### What to produce
Copy all the material below, exactly as it stands.
* Start Information shown *
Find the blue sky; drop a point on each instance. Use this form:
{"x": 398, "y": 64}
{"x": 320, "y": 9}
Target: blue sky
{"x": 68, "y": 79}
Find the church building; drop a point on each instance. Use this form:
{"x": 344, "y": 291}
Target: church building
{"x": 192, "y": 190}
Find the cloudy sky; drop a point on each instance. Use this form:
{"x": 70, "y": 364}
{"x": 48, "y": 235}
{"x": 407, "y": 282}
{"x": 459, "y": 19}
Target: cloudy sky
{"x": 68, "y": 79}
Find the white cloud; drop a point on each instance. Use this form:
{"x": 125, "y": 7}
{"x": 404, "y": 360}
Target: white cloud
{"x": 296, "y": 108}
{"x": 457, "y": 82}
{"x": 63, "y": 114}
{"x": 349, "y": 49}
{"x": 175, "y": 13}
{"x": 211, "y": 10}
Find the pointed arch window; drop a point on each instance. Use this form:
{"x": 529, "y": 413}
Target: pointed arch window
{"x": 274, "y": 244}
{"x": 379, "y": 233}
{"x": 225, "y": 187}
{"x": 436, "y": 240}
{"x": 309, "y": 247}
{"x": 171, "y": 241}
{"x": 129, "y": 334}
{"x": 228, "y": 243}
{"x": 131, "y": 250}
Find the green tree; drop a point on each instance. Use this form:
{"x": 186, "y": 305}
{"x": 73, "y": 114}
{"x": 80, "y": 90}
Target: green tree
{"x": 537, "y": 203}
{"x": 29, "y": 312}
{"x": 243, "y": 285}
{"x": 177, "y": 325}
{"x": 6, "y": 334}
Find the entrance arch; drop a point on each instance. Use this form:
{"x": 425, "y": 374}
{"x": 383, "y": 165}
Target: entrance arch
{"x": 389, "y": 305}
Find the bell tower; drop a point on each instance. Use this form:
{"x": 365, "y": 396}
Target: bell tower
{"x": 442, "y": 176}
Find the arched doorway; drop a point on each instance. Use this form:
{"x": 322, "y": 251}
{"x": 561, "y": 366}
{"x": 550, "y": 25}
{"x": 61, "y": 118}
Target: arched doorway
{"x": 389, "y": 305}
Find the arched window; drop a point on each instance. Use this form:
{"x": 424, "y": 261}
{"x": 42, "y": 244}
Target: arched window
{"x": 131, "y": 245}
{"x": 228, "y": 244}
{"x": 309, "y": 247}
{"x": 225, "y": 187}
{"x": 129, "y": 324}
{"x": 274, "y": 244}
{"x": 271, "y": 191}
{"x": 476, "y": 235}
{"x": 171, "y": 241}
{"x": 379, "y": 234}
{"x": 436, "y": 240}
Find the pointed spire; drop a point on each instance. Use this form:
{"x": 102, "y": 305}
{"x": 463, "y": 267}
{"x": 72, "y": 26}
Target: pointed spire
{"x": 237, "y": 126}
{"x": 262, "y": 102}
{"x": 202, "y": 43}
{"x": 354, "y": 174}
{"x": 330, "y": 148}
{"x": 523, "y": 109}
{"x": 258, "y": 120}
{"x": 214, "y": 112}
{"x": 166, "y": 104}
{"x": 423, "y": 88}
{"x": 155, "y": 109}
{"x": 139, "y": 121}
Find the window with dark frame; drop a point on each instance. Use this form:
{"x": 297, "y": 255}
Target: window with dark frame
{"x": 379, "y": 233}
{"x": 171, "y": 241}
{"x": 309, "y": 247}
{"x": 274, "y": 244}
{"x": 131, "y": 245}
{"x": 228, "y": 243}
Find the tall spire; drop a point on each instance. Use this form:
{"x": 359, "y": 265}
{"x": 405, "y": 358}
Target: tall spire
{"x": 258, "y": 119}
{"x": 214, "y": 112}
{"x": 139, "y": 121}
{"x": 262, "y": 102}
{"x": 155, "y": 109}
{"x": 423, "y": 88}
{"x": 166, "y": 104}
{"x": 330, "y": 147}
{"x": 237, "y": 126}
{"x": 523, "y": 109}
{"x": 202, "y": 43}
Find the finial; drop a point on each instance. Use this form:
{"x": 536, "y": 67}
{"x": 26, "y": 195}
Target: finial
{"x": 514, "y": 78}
* End Information shown *
### Problem solution
Find the blue sky; drop a point on each instance. Use this form:
{"x": 398, "y": 64}
{"x": 320, "y": 9}
Target: blue sky
{"x": 68, "y": 79}
Find the church building; drop a point on each instance. Use this form:
{"x": 344, "y": 291}
Target: church building
{"x": 192, "y": 190}
Find the cloudy sky; drop a point on each instance. Use this form:
{"x": 70, "y": 364}
{"x": 48, "y": 235}
{"x": 407, "y": 282}
{"x": 459, "y": 19}
Target: cloudy sky
{"x": 68, "y": 79}
Find the white cloud; drop a point on each instance. Use this form:
{"x": 125, "y": 7}
{"x": 404, "y": 360}
Target: white cloud
{"x": 296, "y": 108}
{"x": 457, "y": 82}
{"x": 63, "y": 114}
{"x": 349, "y": 49}
{"x": 175, "y": 13}
{"x": 211, "y": 10}
Find the pointed arch window; drop a point on each instance. Use this form:
{"x": 529, "y": 413}
Target: pointed arch window
{"x": 274, "y": 244}
{"x": 379, "y": 233}
{"x": 225, "y": 187}
{"x": 436, "y": 240}
{"x": 309, "y": 247}
{"x": 171, "y": 241}
{"x": 129, "y": 334}
{"x": 228, "y": 243}
{"x": 131, "y": 250}
Find the green tree; drop a point on each instance. Use this form:
{"x": 186, "y": 305}
{"x": 73, "y": 114}
{"x": 80, "y": 90}
Target: green tree
{"x": 537, "y": 203}
{"x": 29, "y": 312}
{"x": 243, "y": 285}
{"x": 177, "y": 325}
{"x": 6, "y": 334}
Find the entrance arch; drop a point on each instance. Use this form:
{"x": 425, "y": 374}
{"x": 383, "y": 165}
Target: entrance arch
{"x": 389, "y": 305}
Find the bell tower; drop a point on each instance. Use this form:
{"x": 365, "y": 396}
Target: bell tower
{"x": 442, "y": 176}
Find the arched doorway; drop a point on each instance. Use this form:
{"x": 322, "y": 251}
{"x": 561, "y": 366}
{"x": 550, "y": 25}
{"x": 61, "y": 118}
Target: arched doorway
{"x": 389, "y": 305}
Find the arched window; drop a point on each instance. Use this form:
{"x": 424, "y": 261}
{"x": 42, "y": 244}
Target: arched window
{"x": 131, "y": 245}
{"x": 228, "y": 244}
{"x": 309, "y": 247}
{"x": 225, "y": 187}
{"x": 129, "y": 324}
{"x": 274, "y": 244}
{"x": 271, "y": 191}
{"x": 476, "y": 235}
{"x": 171, "y": 241}
{"x": 379, "y": 234}
{"x": 436, "y": 240}
Find the pointed spire; drop a point on each instance. Use this form:
{"x": 102, "y": 305}
{"x": 463, "y": 267}
{"x": 72, "y": 26}
Target: pointed spire
{"x": 237, "y": 126}
{"x": 262, "y": 102}
{"x": 202, "y": 43}
{"x": 354, "y": 174}
{"x": 330, "y": 148}
{"x": 523, "y": 109}
{"x": 258, "y": 120}
{"x": 214, "y": 112}
{"x": 166, "y": 104}
{"x": 423, "y": 88}
{"x": 155, "y": 109}
{"x": 139, "y": 121}
Find the window with dark frame; drop a point on each instance. Use this form:
{"x": 297, "y": 255}
Target: window with dark frame
{"x": 379, "y": 233}
{"x": 171, "y": 241}
{"x": 309, "y": 247}
{"x": 274, "y": 244}
{"x": 131, "y": 245}
{"x": 228, "y": 243}
Find the tall spire; drop a point on each instance. Use this form:
{"x": 359, "y": 265}
{"x": 405, "y": 358}
Target: tall spire
{"x": 258, "y": 119}
{"x": 214, "y": 112}
{"x": 139, "y": 121}
{"x": 262, "y": 102}
{"x": 155, "y": 109}
{"x": 423, "y": 88}
{"x": 166, "y": 104}
{"x": 330, "y": 147}
{"x": 237, "y": 126}
{"x": 523, "y": 109}
{"x": 202, "y": 43}
Find the finial; drop a point on each instance. Use this form:
{"x": 536, "y": 67}
{"x": 26, "y": 195}
Target: finial
{"x": 514, "y": 78}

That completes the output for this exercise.